Your task
Write the data out again, exactly as given.

━━━ Exercise input

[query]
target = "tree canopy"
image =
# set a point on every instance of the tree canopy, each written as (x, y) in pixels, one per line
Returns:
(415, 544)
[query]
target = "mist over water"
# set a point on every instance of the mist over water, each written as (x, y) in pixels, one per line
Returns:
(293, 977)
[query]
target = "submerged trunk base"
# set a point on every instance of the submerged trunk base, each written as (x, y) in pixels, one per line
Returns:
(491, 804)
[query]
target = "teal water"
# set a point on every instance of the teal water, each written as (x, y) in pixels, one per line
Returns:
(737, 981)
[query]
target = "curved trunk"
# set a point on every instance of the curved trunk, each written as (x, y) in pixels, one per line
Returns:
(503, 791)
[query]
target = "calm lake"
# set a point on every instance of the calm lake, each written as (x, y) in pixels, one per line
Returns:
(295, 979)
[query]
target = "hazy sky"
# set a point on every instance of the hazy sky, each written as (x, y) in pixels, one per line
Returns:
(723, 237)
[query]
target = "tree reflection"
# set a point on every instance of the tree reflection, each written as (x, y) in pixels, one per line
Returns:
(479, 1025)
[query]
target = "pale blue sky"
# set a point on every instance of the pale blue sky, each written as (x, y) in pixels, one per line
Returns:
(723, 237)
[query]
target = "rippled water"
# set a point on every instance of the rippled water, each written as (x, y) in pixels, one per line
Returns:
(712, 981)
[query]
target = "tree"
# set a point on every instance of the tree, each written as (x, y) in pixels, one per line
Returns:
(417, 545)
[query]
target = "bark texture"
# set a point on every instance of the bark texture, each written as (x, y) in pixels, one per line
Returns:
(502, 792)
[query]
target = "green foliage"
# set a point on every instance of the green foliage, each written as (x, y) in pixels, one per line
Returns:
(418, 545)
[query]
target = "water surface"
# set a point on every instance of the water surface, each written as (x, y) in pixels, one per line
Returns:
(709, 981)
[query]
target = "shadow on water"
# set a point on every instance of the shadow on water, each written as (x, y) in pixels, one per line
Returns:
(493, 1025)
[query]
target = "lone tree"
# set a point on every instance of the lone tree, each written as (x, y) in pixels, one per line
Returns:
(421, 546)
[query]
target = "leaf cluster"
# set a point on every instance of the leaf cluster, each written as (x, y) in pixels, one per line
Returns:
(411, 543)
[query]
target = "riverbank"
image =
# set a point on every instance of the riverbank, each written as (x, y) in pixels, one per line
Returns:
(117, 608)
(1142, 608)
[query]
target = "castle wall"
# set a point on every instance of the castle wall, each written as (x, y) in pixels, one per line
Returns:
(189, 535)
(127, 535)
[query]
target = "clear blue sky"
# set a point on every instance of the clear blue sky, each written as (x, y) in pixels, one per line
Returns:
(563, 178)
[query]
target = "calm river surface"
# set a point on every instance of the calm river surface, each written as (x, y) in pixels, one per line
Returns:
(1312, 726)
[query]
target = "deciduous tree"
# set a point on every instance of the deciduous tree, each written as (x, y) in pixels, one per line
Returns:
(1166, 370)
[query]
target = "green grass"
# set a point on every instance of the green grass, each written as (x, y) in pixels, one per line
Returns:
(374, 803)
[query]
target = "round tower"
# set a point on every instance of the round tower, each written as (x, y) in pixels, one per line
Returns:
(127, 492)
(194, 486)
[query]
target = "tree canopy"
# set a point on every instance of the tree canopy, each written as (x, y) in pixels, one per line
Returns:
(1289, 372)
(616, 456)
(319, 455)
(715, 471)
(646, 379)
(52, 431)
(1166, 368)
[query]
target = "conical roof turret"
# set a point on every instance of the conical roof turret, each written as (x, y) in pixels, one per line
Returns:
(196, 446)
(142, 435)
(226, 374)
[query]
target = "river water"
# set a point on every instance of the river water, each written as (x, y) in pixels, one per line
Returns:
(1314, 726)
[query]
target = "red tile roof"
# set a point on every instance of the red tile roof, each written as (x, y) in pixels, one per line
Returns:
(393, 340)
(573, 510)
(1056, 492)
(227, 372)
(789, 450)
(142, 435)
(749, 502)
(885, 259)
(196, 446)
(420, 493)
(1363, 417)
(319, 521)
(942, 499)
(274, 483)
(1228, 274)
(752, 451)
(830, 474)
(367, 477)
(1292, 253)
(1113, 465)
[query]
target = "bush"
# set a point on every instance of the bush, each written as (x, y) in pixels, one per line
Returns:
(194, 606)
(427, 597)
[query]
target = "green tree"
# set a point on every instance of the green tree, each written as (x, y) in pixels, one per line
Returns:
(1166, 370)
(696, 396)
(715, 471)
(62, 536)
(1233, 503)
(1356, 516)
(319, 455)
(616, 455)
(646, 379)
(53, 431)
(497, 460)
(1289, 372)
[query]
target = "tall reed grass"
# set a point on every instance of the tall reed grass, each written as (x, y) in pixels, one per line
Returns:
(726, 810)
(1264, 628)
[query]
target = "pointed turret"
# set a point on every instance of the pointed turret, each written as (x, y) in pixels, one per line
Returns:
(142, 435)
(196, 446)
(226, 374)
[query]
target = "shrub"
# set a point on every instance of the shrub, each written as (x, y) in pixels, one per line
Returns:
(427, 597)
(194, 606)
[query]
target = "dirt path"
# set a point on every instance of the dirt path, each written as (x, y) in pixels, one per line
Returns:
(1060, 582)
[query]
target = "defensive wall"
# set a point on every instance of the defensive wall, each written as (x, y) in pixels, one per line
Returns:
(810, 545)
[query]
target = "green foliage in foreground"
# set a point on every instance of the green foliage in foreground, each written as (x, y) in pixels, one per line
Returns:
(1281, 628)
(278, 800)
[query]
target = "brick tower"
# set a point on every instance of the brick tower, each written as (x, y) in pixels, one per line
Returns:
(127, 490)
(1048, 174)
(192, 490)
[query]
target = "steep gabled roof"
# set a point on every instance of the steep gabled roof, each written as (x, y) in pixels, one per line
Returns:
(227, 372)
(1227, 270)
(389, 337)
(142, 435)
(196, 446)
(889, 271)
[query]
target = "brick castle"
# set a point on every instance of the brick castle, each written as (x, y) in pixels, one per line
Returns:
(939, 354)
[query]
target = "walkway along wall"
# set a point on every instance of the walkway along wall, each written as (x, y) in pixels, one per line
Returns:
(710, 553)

━━━━━━

Expected answer
[query]
target = "tree canopy"
image =
# set a point on every instance of the tree canopy, each written as (x, y) in pixels, one per line
Returns:
(415, 544)
[query]
target = "mist over water"
# set a point on every instance of the mist over water, each written as (x, y) in pixels, one per line
Returns:
(293, 977)
[query]
target = "submerged trunk base"
# set a point on every instance of the submerged trunk base, each written as (x, y) in pixels, one per line
Returns:
(491, 804)
[query]
target = "teal water"
# set a point on every instance of the teal water, each written as (x, y) in pixels, one per line
Returns:
(737, 981)
[query]
target = "curved trunk"
# set a point on every instance of the curved trunk, each written as (x, y) in pixels, one per line
Returns:
(503, 791)
[query]
target = "calm lake"
# set a point on every instance of the calm lake, each written as (x, y) in pixels, one per line
Returns:
(295, 979)
[query]
target = "hazy sky"
# set a point on every instance of the hazy sky, each written as (x, y) in pixels, one per line
Returns:
(723, 237)
[query]
target = "tree reflection"
# set a point on every instance of the tree reflection, each written as (x, y) in pixels, one per line
Returns:
(479, 1025)
[query]
target = "pale blue sky"
# set a point on every instance of the pale blue sky, each written as (x, y) in pixels, one per line
Returns:
(723, 237)
[query]
target = "rippled water"
# set a point on every instance of the rippled water, each written as (x, y) in pixels, one per line
Returns:
(712, 981)
[query]
target = "tree"
# set a point on every instance of the tree, each written as (x, y) in pixels, one per line
Returns:
(417, 545)
[query]
target = "bark texture"
# set a point on every instance of the bark texture, each written as (x, y) in pixels, one per line
Returns:
(502, 792)
[query]
target = "green foliage"
# set a point on every instance of the green foliage, each written as (x, y) in pixels, one per line
Returns:
(418, 545)
[query]
target = "water surface"
# set a point on every instance of the water surface, each written as (x, y) in pixels, one per line
Returns:
(709, 981)
[query]
target = "shadow on water"
# set a point on every instance of the shadow on water, each written as (x, y) in pixels, one per line
Returns:
(493, 1025)
[query]
target = "lone tree"
# set a point on every instance of the lone tree, each written as (x, y) in pixels, one per line
Returns:
(421, 546)
[query]
target = "leaf cluster"
# set a point on every instance of the leaf cluster, each written as (x, y) in pixels, one per line
Returns:
(411, 543)
[query]
target = "riverbank"
image =
# set a point on every instance of the riverbank, each written as (x, y) in pixels, one per line
Returns:
(117, 608)
(1142, 608)
[query]
target = "castle wall"
# set a point on every instance of the castle wall, each written as (x, y) in pixels, one per line
Returns:
(189, 535)
(127, 535)
[query]
target = "clear blue sky"
# set a point on every instance of the clear blue sky, each written as (x, y) in pixels, one per line
Returns:
(563, 178)
[query]
target = "calm river surface"
# set a point on every instance of the calm river surface, each written as (x, y) in pixels, one per line
Returns:
(1312, 726)
[query]
target = "deciduous tree"
# set a point on every instance of the deciduous tree, each written as (x, y) in pixels, one per line
Returns:
(1166, 370)
[query]
target = "green grass"
# set a point on every instance of the green grass, each written as (x, y) in pixels, one per line
Returns:
(374, 803)
[query]
target = "round tower"
# set a point on every instance of the round tower, each written as (x, y) in pixels, one per line
Returns:
(127, 492)
(194, 486)
[query]
target = "tree canopy"
# set a point on every instance of the tree canopy, each written as (x, y) in pixels, one per line
Returns:
(1289, 372)
(616, 456)
(319, 455)
(715, 471)
(646, 379)
(52, 431)
(1166, 368)
[query]
target = "conical roof turret"
# set a point on every instance of the conical roof turret, each written as (x, y) in pixels, one per line
Returns:
(196, 446)
(142, 435)
(226, 374)
[query]
target = "river water"
# set a point on every instance of the river water, each written as (x, y) in pixels, one per line
Returns:
(1314, 726)
[query]
target = "red tile roof"
# set a point on every instance of the red tile roof, each written as (x, y) in pixels, one per line
Returns:
(393, 340)
(573, 510)
(1056, 492)
(227, 372)
(789, 450)
(142, 435)
(749, 502)
(885, 259)
(196, 446)
(420, 493)
(1363, 417)
(319, 521)
(942, 499)
(274, 483)
(1228, 274)
(752, 451)
(830, 474)
(367, 477)
(1292, 253)
(1113, 465)
[query]
target = "bush"
# set a point on every instance of the bush, each written as (x, y) in pixels, one per line
Returns:
(194, 606)
(427, 597)
[query]
target = "green tree"
# set a point on every instance of the green tree, each written as (x, y) in pixels, one per line
Returns:
(1166, 370)
(696, 396)
(715, 471)
(62, 536)
(1233, 503)
(1356, 516)
(319, 455)
(616, 455)
(646, 379)
(53, 431)
(497, 460)
(1289, 372)
[query]
target = "tall reed grass"
# set a point on every instance of the tall reed grass, each written as (x, y) in pixels, one per line
Returns:
(726, 810)
(1264, 628)
[query]
target = "pointed turret"
# set a point on every instance of the pointed turret, each written as (x, y) in pixels, one per line
Returns:
(142, 435)
(196, 446)
(226, 374)
[query]
target = "shrub"
# set a point on every instance of the shrub, each written as (x, y) in pixels, one per line
Returns:
(427, 597)
(194, 606)
[query]
target = "dirt path"
# set a point on every instance of the dirt path, each written as (x, y) in pixels, one per line
Returns:
(1060, 582)
[query]
target = "defensive wall"
# set a point on every instance of the defensive wall, each written as (x, y) in pixels, one per line
Returns:
(810, 545)
[query]
target = "green foliage in foreground"
# set a point on every instance of the green foliage in foreground, each written as (x, y) in pixels, one per line
Returns:
(1281, 628)
(278, 800)
[query]
target = "brick tower"
# set a point on every instance of the brick tower, each written as (x, y) in pixels, one per line
Returns:
(127, 490)
(1048, 174)
(192, 490)
[query]
target = "steep gabled roof"
# set a point on every instance of the steep gabled roof, each written as (x, y) in pixels, one per line
Returns:
(227, 372)
(1227, 270)
(389, 337)
(142, 435)
(196, 446)
(889, 271)
[query]
target = "brick castle"
# set a point on every instance of the brick castle, each written as (x, y) in pixels, one per line
Returns:
(939, 354)
[query]
target = "walkway along wall"
# set a point on every instance of the walkway along wall, each written as (x, y) in pixels, one per line
Returns:
(710, 553)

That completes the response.